Extract each line of the listing that contains the string "every".

[Spatial annotation records]
■ ■ ■ ■ ■

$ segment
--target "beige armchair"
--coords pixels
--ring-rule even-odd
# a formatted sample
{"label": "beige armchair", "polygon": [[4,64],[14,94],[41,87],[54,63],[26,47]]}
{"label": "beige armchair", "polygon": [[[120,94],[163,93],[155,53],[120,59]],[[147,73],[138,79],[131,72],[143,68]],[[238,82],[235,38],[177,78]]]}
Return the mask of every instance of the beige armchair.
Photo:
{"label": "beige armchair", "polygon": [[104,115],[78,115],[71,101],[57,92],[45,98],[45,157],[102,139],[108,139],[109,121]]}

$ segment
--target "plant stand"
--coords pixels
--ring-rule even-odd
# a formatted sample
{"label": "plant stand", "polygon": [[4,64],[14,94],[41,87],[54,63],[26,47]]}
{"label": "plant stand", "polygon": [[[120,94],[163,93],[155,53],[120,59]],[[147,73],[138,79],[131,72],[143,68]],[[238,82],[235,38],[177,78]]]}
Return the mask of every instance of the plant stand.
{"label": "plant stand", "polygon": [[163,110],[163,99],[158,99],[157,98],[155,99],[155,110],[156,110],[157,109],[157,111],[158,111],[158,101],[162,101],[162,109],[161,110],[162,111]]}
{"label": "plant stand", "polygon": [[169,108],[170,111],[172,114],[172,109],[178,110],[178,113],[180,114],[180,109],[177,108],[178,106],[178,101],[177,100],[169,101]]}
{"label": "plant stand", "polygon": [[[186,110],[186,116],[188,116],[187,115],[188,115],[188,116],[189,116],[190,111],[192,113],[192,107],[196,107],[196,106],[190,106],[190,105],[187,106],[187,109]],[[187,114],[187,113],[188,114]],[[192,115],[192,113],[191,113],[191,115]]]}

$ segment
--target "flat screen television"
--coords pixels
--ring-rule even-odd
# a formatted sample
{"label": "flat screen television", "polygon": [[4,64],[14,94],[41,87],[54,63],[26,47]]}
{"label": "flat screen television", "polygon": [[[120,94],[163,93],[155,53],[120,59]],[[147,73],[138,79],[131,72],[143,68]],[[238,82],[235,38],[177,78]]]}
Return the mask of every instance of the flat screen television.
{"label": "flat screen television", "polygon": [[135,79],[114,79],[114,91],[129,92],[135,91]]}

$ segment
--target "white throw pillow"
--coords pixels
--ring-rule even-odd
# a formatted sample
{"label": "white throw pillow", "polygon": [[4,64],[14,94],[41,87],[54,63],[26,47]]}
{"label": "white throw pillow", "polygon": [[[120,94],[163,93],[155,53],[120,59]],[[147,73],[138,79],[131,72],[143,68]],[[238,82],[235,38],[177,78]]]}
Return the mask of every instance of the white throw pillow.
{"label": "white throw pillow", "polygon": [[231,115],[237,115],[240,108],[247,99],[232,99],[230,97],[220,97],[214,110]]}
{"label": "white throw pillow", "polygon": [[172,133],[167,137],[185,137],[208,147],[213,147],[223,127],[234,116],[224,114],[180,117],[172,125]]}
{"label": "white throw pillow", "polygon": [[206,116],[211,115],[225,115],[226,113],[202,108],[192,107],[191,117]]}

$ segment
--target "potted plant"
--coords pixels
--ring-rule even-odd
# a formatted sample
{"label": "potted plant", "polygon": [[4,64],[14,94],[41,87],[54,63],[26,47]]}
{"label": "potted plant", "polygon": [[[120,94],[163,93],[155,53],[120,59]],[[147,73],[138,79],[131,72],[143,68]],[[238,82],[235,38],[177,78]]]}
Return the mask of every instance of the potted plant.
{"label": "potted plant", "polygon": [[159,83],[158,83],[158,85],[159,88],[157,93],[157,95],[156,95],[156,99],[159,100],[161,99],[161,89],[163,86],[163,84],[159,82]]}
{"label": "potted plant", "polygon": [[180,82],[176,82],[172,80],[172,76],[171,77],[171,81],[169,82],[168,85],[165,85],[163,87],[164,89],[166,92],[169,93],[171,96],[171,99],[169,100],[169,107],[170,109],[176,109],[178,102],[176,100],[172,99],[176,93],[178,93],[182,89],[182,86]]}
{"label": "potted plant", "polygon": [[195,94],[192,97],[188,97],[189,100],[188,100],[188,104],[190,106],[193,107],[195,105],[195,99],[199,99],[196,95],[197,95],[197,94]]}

■ ■ ■ ■ ■

Exercise answer:
Return the mask of every instance of the beige armchair.
Return the mask of every instance of the plant stand.
Return the mask of every instance of the flat screen television.
Return the mask of every instance of the white throw pillow.
Return the mask of every instance of the potted plant.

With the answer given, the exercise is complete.